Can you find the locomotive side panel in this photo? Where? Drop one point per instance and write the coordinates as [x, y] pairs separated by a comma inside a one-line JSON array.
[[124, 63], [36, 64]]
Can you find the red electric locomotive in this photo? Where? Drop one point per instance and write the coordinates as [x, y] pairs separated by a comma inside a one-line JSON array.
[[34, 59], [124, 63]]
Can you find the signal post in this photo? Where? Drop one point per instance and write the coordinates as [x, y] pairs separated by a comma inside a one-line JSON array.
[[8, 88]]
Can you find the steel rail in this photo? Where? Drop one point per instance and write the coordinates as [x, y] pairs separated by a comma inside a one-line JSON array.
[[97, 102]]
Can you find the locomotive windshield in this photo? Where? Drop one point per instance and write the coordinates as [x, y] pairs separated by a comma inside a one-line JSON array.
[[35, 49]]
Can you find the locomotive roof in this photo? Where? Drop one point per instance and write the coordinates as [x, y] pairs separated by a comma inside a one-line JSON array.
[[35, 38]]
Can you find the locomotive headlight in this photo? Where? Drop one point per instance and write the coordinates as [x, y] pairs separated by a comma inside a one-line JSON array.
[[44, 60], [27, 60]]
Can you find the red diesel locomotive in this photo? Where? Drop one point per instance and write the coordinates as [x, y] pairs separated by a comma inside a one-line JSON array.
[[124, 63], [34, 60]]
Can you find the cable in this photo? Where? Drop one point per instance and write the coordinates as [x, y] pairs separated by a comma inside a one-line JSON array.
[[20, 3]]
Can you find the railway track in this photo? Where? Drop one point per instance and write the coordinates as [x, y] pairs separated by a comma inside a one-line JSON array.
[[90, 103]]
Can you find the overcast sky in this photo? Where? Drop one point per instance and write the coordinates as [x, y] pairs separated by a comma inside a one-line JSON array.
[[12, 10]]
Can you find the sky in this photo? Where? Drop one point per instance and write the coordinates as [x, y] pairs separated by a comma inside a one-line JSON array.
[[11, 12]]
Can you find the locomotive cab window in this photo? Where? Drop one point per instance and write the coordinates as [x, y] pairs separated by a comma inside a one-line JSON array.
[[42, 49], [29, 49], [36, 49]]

Problem description: Rewrite everything from the line containing "Can you find the locomotive cab" down to the end of the listing, requests included. Multiply every coordinate in the answers by 0.7 and round to whole numbers, with halves rounded up.

Written solution:
Can you find the locomotive cab window in this photo? Where? Drop one point per instance and write the coordinates as [x, y] pairs separated by a comma inside a one-line JSON array.
[[29, 34], [20, 34], [25, 34]]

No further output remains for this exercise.